[[ TEXT FOR ANALYSIS, beginning ]]

Lap twenty and the gap Dovizioso has to de Puniet has decreased, it now only being +10.618 seconds. His gap back to Pedrosa has increased however to +2.105 seconds after overtaking him. Sixth place Edwards has meanwhile also caught up to de Angelis and is all over the back of him. In the middle of The Esses, Rossi then loses the rear of his bike and slides out of the lead, gifting Dovizioso first place and a wide gap back to second. He immediately runs to his bike to try and get it restarted, the marshalls helping him get it pushed and lucky for him, the bike does restart and he is able to continue on, albeit being overtaken by multiple riders by now.

On lap twenty-one Dovizioso leads the race as de Puniet is now starting to chase him down, Pedrosa being in third. Rossi rejoins behind of Canepa in eleventh and begins his hunt to salvage his race.

Lap twenty-two and Rossi has it all to do as Dovizioso is out in front, de Puniet still closing down on him. The rain in pit lane is now intensifying which makes the circuit more slippery. Rossi is now slowly catching up to the rear of

On lap twenty-three, Dovizioso has a +12.571 seconds back to de Puniet. Edwards has passed de Angelis for fourth right now and is only +1.284 seconds adrift of third place Pedrosa by now. De Angelis' gap back to Toseland is +5.051 seconds. Seventh place Melandri has entered the pits, as well as Capirossi to change bikes. Rossi is now only +2.096 seconds behind tenth place Kallio. At Hollywood, Edwards passes a now struggling Pedrosa and moves up third. Not far behind is de Angelis, who also manages to overtake the Spaniard at the entrance of Starkey's Bridge around the outside, him almost losing his bike as he has a moment. Vermeulen has also entered the pits to swap bikes.

[[ TEXT FOR ANALYSIS, end ]]
[[ INFORMATION PROVIDED, beginning ]]

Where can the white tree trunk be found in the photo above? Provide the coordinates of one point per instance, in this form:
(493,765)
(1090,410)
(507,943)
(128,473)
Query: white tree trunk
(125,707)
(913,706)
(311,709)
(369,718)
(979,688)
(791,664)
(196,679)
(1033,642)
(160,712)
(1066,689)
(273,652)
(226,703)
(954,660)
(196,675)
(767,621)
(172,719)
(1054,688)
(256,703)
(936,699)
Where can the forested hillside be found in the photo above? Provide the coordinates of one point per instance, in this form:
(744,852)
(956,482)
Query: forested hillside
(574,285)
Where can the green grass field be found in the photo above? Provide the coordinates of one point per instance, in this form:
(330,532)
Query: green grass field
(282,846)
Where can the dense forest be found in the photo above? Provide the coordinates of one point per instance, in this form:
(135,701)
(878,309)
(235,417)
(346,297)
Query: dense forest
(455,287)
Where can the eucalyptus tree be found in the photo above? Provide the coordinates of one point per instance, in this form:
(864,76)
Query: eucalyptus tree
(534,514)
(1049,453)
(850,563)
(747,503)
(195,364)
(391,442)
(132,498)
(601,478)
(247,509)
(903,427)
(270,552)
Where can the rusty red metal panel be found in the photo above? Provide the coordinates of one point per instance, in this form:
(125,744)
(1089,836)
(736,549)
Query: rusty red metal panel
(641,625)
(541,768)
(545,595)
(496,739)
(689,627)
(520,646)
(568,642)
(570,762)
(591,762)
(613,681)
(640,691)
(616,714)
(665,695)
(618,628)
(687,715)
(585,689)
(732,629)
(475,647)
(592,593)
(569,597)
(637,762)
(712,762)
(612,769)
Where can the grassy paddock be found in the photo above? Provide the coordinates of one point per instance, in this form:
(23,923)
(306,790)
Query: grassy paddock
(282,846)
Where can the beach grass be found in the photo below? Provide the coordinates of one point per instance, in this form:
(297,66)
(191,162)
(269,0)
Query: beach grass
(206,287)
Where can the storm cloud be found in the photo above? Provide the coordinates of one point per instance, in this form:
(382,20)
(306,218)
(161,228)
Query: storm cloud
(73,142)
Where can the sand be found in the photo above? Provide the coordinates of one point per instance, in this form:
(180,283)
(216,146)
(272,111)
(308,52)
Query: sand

[[ INFORMATION PROVIDED, end ]]

TASKS TO CARRY OUT:
**a)** Determine whether each statement agrees with the race commentary, answering yes or no and quoting the deciding words: (i) Edwards passes Pedrosa at Hollywood; (ii) Rossi rejoins the race in ninth place; (iii) on lap twenty-two the rain in pit lane is easing.
**b)** Reproduce the stretch of the race commentary from "Lap twenty and" through "riders by now.".

TASK-BY-TASK RESULTS:
**a)**
(i) Yes: "At Hollywood, Edwards passes a now struggling Pedrosa and moves up third."
(ii) No: "Rossi rejoins behind of Canepa in eleventh and begins his hunt to salvage his race."
(iii) No: "The rain in pit lane is now intensifying which makes the circuit more slippery."

**b)**
Lap twenty and the gap Dovizioso has to de Puniet has decreased, it now only being +10.618 seconds. His gap back to Pedrosa has increased however to +2.105 seconds after overtaking him. Sixth place Edwards has meanwhile also caught up to de Angelis and is all over the back of him. In the middle of The Esses, Rossi then loses the rear of his bike and slides out of the lead, gifting Dovizioso first place and a wide gap back to second. He immediately runs to his bike to try and get it restarted, the marshalls helping him get it pushed and lucky for him, the bike does restart and he is able to continue on, albeit being overtaken by multiple riders by now.